● WHAT THIS TASK INVOLVES:
Starting at the line that contains "the church facade;" and stopping after the line that contains "(1065, 341)", write out every line of these items again, wording lines included. Shift each coordinate pair by adding 46 to both of its numbers.

>> START SOURCE MATERIAL

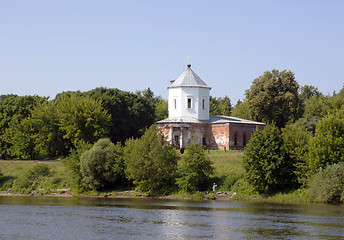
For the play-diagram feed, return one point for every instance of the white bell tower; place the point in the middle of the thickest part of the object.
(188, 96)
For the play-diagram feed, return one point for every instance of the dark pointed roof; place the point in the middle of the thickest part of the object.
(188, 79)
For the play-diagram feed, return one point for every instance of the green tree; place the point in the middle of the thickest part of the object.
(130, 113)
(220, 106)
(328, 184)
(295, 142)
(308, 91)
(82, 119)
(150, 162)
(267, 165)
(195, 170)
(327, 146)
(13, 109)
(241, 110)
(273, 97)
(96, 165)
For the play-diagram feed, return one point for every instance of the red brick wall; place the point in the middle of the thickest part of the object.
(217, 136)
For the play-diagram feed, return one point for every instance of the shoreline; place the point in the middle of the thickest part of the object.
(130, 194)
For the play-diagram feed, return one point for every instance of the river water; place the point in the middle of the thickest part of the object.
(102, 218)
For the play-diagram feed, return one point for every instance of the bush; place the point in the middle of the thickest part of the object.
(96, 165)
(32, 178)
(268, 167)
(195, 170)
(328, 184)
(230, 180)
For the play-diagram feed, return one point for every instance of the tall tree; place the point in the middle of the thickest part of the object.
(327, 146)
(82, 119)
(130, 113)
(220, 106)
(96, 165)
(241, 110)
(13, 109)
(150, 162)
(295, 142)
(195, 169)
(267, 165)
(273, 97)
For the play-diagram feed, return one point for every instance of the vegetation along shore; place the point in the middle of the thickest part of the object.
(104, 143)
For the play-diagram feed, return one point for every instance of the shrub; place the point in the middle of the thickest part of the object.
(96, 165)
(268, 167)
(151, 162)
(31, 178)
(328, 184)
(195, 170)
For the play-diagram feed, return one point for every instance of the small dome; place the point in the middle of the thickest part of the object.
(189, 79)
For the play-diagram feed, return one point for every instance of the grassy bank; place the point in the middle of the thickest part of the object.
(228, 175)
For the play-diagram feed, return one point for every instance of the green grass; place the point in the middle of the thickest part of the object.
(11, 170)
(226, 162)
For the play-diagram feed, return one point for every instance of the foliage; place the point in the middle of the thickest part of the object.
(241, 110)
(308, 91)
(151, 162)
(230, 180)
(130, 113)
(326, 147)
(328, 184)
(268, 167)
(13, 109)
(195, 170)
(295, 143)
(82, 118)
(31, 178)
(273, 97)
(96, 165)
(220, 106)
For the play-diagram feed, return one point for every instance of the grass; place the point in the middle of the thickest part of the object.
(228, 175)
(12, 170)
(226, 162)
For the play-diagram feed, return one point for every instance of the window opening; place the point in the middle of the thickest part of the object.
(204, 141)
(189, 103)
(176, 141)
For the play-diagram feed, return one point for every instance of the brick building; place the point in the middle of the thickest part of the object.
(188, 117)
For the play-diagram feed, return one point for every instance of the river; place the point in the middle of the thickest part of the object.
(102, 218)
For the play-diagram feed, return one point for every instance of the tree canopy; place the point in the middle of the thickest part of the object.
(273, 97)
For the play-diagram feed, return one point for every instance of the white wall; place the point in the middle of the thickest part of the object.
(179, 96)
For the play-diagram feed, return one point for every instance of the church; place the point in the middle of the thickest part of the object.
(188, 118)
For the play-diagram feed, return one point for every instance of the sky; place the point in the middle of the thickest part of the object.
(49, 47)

>> END SOURCE MATERIAL
>> START SOURCE MATERIAL

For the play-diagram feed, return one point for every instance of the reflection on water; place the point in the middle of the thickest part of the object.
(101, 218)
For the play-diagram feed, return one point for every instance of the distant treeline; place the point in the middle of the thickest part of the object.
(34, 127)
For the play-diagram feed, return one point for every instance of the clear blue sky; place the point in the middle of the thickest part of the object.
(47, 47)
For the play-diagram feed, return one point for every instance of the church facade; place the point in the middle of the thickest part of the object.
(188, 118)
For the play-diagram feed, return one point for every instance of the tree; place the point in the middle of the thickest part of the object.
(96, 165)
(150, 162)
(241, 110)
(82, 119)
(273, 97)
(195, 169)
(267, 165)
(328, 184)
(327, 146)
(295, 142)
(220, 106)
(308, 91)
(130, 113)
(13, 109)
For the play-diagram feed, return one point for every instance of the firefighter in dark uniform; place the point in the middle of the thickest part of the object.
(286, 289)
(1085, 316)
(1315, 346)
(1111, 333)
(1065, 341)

>> END SOURCE MATERIAL
>> START SOURCE MATERIAL

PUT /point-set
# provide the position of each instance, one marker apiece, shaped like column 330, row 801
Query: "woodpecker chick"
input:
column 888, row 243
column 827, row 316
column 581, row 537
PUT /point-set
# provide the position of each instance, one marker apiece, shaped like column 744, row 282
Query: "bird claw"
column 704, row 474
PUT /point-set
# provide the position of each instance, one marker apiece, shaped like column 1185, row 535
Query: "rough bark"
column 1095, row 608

>> END SOURCE MATERIAL

● EXERCISE SOLUTION:
For the play-diagram feed, return one point for every instance of the church facade; place the point in the middle of the thickest part of the object.
(234, 164)
For the play-diagram feed, return one point for every instance of the tree; place the point in the middle of the thickest part of the object.
(142, 211)
(196, 208)
(287, 156)
(128, 165)
(319, 143)
(241, 215)
(313, 211)
(374, 230)
(373, 192)
(341, 188)
(266, 152)
(354, 137)
(176, 159)
(59, 155)
For the play-diagram feed, return one point for every instance of the firefighter in dark uniform; place the point in the middle of the thickest part of the object.
(332, 335)
(1131, 362)
(1361, 392)
(1157, 379)
(1111, 387)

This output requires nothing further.